Add -80 to every x and y vertex coordinate in the answer outlines, and write out all the lines again, requests included, from the start of the entries through the line containing "[[70,187],[63,186],[59,188],[59,194],[62,197],[69,194],[70,192]]". Leave the numbers in the requests and in their format descriptions unchanged.

ENTRIES PROVIDED:
##########
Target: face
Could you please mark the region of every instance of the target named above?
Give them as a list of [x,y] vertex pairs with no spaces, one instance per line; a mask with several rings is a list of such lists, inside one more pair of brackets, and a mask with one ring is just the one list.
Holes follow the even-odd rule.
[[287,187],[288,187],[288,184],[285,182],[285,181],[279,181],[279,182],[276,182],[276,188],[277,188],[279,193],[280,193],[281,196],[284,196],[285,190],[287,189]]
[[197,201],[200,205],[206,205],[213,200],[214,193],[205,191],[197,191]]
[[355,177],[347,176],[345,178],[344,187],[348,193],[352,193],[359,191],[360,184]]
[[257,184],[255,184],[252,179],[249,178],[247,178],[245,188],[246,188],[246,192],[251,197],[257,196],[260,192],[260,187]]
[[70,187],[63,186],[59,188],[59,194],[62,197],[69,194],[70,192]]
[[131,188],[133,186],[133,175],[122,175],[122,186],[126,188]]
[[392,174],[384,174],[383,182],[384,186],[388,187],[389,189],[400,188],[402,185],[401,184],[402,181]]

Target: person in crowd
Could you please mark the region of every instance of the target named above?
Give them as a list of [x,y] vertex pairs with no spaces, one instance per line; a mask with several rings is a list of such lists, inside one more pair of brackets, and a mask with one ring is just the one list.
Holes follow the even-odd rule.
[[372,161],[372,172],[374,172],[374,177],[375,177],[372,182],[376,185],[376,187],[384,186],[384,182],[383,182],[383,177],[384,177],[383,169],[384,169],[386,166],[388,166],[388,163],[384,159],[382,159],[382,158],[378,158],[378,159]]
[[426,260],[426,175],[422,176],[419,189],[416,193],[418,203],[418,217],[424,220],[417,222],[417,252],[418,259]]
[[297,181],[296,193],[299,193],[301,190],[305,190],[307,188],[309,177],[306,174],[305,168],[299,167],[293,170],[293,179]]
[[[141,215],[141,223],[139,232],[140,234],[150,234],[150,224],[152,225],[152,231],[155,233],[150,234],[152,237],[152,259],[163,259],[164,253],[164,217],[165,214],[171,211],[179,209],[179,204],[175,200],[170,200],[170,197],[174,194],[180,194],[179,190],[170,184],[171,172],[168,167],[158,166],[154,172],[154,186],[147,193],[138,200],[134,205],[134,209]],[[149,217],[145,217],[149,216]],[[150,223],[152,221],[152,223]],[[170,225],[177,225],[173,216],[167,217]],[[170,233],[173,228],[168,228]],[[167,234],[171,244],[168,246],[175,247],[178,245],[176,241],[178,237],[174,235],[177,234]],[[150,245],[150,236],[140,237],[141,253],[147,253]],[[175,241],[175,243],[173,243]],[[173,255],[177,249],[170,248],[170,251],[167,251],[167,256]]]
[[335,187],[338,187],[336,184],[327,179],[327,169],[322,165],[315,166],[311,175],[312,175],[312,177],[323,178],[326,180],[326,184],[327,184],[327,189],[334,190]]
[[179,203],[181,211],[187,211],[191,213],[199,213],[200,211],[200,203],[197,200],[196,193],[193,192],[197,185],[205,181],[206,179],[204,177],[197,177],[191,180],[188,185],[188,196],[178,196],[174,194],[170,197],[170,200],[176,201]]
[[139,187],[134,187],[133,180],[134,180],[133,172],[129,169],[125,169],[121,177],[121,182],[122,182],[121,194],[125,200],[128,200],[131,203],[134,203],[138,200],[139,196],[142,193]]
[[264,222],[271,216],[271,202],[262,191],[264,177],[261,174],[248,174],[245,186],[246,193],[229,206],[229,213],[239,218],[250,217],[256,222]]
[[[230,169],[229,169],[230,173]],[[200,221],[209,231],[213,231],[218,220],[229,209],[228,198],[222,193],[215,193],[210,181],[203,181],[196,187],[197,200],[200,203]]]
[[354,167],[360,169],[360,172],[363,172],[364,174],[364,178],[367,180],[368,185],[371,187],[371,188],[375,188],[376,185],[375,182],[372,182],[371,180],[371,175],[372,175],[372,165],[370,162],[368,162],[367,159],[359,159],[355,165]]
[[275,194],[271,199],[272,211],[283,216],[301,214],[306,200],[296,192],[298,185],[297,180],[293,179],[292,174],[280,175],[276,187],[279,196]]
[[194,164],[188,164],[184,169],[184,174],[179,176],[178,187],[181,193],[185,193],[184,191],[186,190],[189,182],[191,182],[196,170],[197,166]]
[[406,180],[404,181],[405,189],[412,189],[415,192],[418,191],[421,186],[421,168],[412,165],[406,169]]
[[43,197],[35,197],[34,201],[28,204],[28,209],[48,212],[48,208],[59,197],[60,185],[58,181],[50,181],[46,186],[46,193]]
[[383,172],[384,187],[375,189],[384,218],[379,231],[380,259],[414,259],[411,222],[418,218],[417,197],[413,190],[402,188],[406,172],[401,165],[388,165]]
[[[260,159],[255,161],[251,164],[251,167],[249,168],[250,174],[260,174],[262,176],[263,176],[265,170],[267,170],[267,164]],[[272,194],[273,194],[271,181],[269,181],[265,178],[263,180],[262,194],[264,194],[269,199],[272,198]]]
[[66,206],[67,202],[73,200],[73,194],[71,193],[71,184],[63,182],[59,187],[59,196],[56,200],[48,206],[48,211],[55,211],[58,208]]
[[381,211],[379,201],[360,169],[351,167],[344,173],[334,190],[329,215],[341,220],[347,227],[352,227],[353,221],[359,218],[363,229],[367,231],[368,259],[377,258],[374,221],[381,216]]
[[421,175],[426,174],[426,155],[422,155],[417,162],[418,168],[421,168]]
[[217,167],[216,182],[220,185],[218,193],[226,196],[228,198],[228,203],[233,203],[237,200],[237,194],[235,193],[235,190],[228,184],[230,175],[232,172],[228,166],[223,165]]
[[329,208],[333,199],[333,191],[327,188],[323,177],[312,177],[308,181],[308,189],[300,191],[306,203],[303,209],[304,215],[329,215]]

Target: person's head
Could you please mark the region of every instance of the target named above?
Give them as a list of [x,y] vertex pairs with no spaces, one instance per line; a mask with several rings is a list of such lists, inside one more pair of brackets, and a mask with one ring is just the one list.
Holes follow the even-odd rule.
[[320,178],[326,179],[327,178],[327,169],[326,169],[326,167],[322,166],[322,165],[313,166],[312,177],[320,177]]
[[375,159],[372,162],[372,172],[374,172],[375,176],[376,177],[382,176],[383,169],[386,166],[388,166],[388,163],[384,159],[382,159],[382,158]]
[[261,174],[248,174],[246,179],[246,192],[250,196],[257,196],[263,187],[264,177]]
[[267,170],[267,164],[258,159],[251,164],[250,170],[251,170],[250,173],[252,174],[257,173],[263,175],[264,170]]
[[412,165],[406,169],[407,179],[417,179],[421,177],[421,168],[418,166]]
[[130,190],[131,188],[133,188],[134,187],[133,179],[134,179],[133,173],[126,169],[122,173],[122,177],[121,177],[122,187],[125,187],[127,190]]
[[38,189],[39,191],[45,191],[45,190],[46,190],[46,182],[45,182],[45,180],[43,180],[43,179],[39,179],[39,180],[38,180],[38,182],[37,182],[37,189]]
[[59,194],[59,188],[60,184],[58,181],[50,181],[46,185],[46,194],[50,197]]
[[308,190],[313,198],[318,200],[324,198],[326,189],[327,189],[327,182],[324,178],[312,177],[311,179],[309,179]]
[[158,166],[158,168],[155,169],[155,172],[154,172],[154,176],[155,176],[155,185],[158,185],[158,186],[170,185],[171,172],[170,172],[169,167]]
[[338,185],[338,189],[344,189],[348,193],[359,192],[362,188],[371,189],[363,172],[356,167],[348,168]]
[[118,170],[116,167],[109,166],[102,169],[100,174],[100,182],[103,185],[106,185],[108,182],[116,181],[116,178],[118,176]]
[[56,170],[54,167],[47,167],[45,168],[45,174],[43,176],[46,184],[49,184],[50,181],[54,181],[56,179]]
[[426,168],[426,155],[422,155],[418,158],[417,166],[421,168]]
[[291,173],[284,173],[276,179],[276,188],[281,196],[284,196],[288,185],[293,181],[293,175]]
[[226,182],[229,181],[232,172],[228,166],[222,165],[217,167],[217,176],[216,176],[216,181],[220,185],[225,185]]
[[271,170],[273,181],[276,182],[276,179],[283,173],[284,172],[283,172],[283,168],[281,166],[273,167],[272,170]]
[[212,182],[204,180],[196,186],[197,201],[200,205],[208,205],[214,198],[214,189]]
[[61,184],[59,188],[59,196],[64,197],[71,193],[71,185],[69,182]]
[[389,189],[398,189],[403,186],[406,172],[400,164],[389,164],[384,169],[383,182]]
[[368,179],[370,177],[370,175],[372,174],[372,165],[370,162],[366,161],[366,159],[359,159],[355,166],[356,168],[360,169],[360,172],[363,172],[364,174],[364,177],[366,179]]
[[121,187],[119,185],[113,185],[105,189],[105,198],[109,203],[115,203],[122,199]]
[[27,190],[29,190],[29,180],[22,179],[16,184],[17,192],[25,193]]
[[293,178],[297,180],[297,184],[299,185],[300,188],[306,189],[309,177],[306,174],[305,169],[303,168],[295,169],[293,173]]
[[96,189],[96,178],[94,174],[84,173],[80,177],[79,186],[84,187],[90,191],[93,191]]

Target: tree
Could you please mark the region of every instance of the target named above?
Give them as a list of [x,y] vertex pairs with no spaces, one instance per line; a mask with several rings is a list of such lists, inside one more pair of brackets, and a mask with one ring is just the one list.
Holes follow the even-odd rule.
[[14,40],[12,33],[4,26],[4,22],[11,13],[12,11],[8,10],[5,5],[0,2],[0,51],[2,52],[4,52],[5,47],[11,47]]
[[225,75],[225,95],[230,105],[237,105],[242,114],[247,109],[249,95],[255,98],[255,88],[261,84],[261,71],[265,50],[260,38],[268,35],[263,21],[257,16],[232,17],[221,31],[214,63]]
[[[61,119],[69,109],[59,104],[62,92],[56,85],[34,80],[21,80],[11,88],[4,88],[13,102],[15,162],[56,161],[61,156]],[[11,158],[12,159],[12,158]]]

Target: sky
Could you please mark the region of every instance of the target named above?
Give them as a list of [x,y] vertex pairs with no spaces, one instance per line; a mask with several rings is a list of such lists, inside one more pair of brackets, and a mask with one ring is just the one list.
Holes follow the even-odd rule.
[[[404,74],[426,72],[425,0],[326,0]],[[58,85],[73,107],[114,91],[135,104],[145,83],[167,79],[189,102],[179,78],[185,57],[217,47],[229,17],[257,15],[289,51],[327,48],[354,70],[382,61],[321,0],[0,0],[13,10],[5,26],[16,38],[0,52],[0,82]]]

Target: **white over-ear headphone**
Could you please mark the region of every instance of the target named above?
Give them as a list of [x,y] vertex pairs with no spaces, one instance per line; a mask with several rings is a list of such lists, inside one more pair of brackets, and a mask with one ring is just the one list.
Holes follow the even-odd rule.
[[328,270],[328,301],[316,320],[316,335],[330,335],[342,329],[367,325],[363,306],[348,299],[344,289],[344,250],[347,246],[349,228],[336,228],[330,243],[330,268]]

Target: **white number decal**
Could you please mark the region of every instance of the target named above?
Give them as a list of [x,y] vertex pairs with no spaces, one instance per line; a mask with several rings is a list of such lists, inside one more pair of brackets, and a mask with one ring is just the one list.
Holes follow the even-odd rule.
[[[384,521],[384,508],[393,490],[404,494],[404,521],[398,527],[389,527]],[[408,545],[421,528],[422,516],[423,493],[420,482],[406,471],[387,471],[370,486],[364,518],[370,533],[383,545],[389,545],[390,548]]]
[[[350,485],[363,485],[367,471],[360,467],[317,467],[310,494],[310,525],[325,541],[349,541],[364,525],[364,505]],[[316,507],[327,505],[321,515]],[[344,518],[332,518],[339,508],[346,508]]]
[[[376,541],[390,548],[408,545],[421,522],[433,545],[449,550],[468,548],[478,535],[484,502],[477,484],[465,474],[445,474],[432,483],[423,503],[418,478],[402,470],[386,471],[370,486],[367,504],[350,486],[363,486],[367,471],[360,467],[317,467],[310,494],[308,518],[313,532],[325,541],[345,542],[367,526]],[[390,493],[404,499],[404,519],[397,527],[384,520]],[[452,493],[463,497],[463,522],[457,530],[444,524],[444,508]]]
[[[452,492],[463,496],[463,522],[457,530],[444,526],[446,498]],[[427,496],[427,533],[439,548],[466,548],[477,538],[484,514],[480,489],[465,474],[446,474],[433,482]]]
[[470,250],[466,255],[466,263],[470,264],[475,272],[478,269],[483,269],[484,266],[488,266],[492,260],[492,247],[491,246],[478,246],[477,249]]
##########
EXPECTED ANSWER:
Target: face
Could you please mark the region of every instance of the target named above?
Give them as a list of [x,y] vertex pairs with no spaces, one instance per line; a mask with several rings is a list of such lists, inside one more pair of brackets, and a mask with one ring is just the one list.
Holes follow the even-odd rule.
[[207,107],[208,107],[208,104],[205,102],[205,101],[199,101],[199,102],[196,102],[196,108],[197,108],[199,113],[200,113],[201,116],[204,116],[205,110],[207,109]]
[[117,121],[120,125],[126,125],[133,120],[134,113],[125,111],[117,111]]
[[275,97],[267,96],[265,98],[264,107],[268,113],[272,113],[279,111],[280,104]]
[[177,104],[175,104],[172,99],[169,98],[167,98],[165,108],[166,108],[166,112],[171,117],[177,116],[180,112],[180,107]]
[[-10,107],[-17,106],[-21,108],[-21,114],[-18,117],[-11,114],[-10,112]]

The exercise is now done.